## Begin Record excerpts
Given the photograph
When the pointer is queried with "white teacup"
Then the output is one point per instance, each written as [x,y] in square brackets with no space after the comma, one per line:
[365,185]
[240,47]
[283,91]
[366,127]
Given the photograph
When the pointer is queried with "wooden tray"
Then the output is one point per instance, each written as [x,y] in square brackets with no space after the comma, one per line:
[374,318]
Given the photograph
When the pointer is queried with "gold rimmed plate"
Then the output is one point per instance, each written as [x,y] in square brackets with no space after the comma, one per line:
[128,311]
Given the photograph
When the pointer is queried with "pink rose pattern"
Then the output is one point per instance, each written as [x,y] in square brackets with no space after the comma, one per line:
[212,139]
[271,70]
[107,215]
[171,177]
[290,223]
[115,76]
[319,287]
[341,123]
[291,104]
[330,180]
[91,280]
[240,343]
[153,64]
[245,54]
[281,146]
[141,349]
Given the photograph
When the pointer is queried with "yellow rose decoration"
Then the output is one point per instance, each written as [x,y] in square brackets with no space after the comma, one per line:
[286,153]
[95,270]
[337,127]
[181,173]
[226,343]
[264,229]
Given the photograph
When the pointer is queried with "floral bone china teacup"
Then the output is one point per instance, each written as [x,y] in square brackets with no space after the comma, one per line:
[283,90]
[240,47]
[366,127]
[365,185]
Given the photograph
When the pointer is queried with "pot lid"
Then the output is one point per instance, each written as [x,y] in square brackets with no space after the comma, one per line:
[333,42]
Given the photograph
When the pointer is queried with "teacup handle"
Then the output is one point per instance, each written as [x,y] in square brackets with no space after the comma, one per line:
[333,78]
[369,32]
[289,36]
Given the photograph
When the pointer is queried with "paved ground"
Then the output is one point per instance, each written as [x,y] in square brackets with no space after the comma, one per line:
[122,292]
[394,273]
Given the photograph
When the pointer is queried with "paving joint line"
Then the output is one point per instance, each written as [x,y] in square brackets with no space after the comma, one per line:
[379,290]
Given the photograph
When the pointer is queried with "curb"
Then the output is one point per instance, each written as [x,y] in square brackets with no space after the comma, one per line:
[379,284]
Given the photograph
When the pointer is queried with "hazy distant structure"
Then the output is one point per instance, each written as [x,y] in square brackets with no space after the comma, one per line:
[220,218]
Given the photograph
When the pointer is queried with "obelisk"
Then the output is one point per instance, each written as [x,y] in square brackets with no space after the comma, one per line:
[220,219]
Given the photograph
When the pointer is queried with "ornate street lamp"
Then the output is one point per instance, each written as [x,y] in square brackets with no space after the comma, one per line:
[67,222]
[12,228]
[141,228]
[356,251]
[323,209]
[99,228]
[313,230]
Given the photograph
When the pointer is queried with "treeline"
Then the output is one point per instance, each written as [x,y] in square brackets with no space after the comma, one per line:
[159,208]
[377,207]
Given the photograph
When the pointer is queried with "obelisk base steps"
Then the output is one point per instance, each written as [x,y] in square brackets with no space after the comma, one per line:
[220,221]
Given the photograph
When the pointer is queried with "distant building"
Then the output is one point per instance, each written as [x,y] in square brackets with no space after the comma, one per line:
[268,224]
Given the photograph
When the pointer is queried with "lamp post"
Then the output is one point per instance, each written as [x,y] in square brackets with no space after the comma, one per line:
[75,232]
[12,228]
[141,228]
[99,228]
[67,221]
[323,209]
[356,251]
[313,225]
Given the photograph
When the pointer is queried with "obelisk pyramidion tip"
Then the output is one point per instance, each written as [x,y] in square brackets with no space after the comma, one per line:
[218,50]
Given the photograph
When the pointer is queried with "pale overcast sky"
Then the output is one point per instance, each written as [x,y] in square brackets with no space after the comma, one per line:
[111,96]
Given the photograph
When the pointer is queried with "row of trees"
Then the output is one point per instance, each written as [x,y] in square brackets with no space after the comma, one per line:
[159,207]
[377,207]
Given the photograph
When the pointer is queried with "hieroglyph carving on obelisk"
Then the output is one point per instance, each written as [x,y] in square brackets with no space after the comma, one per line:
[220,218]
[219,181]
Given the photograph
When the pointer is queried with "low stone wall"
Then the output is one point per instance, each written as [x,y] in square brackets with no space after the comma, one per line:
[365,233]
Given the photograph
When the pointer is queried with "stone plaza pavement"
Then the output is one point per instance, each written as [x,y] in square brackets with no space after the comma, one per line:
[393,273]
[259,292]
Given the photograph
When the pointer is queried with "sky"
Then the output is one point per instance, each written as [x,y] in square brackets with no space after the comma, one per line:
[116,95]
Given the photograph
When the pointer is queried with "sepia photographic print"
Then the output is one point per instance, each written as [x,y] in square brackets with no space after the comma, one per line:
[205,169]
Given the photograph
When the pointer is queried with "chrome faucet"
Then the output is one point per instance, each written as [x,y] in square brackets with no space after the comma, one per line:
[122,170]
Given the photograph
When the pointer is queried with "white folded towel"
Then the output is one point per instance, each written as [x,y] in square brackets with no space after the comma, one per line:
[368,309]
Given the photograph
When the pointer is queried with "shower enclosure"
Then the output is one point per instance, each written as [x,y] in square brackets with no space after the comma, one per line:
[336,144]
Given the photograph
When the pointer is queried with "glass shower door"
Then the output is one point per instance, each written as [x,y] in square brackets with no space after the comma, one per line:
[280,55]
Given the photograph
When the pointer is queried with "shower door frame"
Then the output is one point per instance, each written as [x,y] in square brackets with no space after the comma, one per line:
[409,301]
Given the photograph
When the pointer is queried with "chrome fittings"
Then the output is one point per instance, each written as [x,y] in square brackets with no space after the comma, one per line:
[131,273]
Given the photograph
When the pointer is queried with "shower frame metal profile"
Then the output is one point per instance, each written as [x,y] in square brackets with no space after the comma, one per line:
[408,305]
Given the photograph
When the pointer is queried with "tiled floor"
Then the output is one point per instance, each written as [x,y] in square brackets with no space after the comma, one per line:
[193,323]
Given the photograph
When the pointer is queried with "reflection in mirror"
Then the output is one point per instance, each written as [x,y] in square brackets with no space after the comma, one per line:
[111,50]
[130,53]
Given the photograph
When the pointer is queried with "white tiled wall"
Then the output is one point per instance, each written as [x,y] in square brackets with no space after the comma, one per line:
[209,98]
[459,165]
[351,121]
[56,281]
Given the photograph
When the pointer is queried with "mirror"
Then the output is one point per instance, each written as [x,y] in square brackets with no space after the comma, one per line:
## End Record excerpts
Aim: Each line in the material above must be retyped without alteration.

Complete answer:
Given the photograph
When the pointer is queried with "white teacup"
Then the output is one point per instance, each written as [x,y] in square brackets with no space after the comma, one per line:
[365,185]
[240,47]
[283,91]
[366,127]
Given the photograph
When the pointer is queried with "wooden tray"
Then the output is one point per instance, each written as [x,y] in square brackets with no space after the comma, one per line:
[374,318]
Given the photograph
When the pointer is queried with "gold rimmed plate"
Then the output is one point per instance, each written as [x,y] in square brackets with no space after the comma, one per line:
[128,311]
Given the photograph
When the pointer is queried with "pink rose pattern"
Then the output is one point per instance, each written as [x,y] in square brackets with no space after the comma, one per line:
[212,139]
[271,70]
[107,215]
[171,177]
[290,223]
[115,76]
[319,287]
[341,123]
[291,104]
[330,180]
[91,280]
[240,343]
[153,64]
[245,54]
[281,146]
[141,349]
Given the photograph
When the pointer is queried with "yellow rose decoration"
Then the output is one point per instance, each written as [x,y] in square brackets with no space after the comma, one per line:
[286,153]
[95,270]
[337,127]
[181,173]
[226,343]
[264,229]
Given the photograph
When the pointer is queried with "floral bone china teacup"
Then the output is one point per instance, each written as [x,y] in square brackets with no space after the comma, one per line:
[283,90]
[240,47]
[366,127]
[365,185]
Given the photograph
When the pointer is queried with "pot lid"
Then the output is one point per instance, each written as [x,y] in square brackets with no space after the comma, one per line:
[333,42]
Given the photograph
When the pointer is queried with "teacup handle"
Then the output is one point per instance, each written as [x,y] in square brackets with no space after the comma, one per line:
[333,78]
[369,32]
[289,36]
Given the photograph
When the pointer is queried with "paved ground"
Then the output is one point per instance, each written as [x,y] in square brackets with no space after the comma, one per line:
[122,292]
[394,273]
Given the photograph
When the pointer is queried with "paving joint line"
Then the output is one point per instance, each written as [x,y] in square brackets with no space after the comma, one per line:
[379,290]
Given the photograph
When the pointer is queried with "curb"
Then the output is one point per instance, each written as [x,y] in square brackets with no space after the comma, one per line:
[379,284]
Given the photograph
When the pointer is queried with "hazy distant structure"
Then the output is one point per instance, each written as [x,y] in square brackets with no space after the comma, one per line:
[220,218]
Given the photograph
When the pointer is queried with "obelisk"
Then the output is one point per instance, each written as [x,y] in square brackets with no space after the comma, one per line:
[220,219]
Given the photograph
When the pointer is queried with "ornate street lamp"
Then the output is one point per instance, each written as [x,y] in square brackets with no space after the comma, one per line:
[67,222]
[12,228]
[141,228]
[356,251]
[323,209]
[99,228]
[313,230]
Given the photograph
When the pointer is queried with "treeline"
Then the output is one point per instance, each written as [x,y] in square brackets with no space after the comma, one per line:
[159,208]
[377,207]
Given the photograph
When the pointer is queried with "obelisk base steps"
Then the output is one point per instance, each written as [x,y] in square brackets with no space after the comma, one per line:
[220,221]
Given the photograph
When the pointer is queried with "distant building"
Then the output is one point per instance, each written as [x,y] in square brackets with no space after the comma, one per line:
[268,224]
Given the photograph
When the pointer is queried with "lamp post"
Then the output is one point per instance, each written as [x,y] in square brackets with no space after the comma, one per line:
[75,232]
[12,228]
[141,228]
[99,228]
[67,221]
[323,209]
[356,251]
[313,225]
Given the photograph
When the pointer is queried with "obelisk pyramidion tip"
Then the output is one point per instance, each written as [x,y] in square brackets with no space after the comma, one per line:
[218,50]
Given the photograph
When the pointer is queried with "pale overcast sky"
Then the output is one point per instance, each written as [x,y] in square brackets with no space after the comma, one per line:
[111,96]
Given the photograph
When the pointer is queried with "row of trees"
Then the output is one point per instance, each written as [x,y] in square brackets with no space after the comma, one per line:
[159,207]
[377,207]
Given the photograph
When the pointer is queried with "hieroglyph carving on obelisk"
Then the output is one point per instance, each written as [x,y] in square brackets with no space after the comma, one per line:
[220,218]
[219,181]
Given the photograph
When the pointer is queried with "low stone wall"
Then the output is one point per instance, each written as [x,y] in square brackets with no space after the comma, one per line:
[365,233]
Given the photograph
When the pointer is queried with "stone plaza pavement"
Then the output is one point per instance, each written as [x,y] in square brackets with no space after the comma, one per line:
[393,273]
[259,292]
Given the photograph
When the pointer is queried with "sky"
Then the output is one point per instance, each written as [x,y] in square brackets with no space after the comma, one per line:
[116,95]
Given the photograph
When the pointer is queried with "sepia photographic print"
Then the output is one point per instance, each written as [x,y] in square brackets with no space after the comma, one per line:
[205,169]
Given the photograph
When the pointer is queried with "chrome faucet"
Then the output is one point per instance, each written as [x,y] in square brackets with no space after the comma, one per line:
[122,170]
Given the photograph
When the pointer is queried with "white folded towel"
Then the output is one point per instance, each written as [x,y] in square brackets with no space after the comma, one per line:
[368,309]
Given the photograph
When the pointer is queried with "shower enclosure"
Then the output is one point per instance, each written as [x,y] in square brackets with no space after the comma, one per line:
[336,144]
Given the photograph
When the pointer is queried with "glass shower door"
Then the output is one point per instance, each written as [x,y] in square brackets with no space after the comma, one per line:
[280,55]
Given the photograph
When the pointer is queried with "shower door frame"
Then the output is one point per instance, each written as [x,y] in square brackets with no space after the comma, one per line:
[409,301]
Given the photograph
When the pointer is queried with "chrome fittings"
Then the output is one point per instance, each written as [x,y] in square brackets with no space after the comma, one per line:
[131,273]
Given the photograph
When the pointer is queried with "shower frame metal profile"
Then the output is one point per instance, each written as [x,y] in square brackets with no space after the comma, one per line:
[408,305]
Given the photograph
When the pointer is queried with "tiled floor"
Then the output is one point per instance, each written as [x,y] in square brackets with no space after the comma, one per line:
[193,323]
Given the photograph
When the pointer is queried with "reflection in mirror"
Then the output is one point per instance, each written as [x,y] in square brackets with no space after the comma, one per line:
[111,50]
[130,53]
Given the photograph
When the pointer is queried with "white tiled wall"
Then the output is one point per instance, each written as [x,y] in square brackets with no space after the comma, one per line:
[209,98]
[459,165]
[351,121]
[56,281]
Given the photograph
When the pointer is queried with "mirror"
Then the output is one point per instance, each written as [x,y] in square brackets with no space after the comma, one per line:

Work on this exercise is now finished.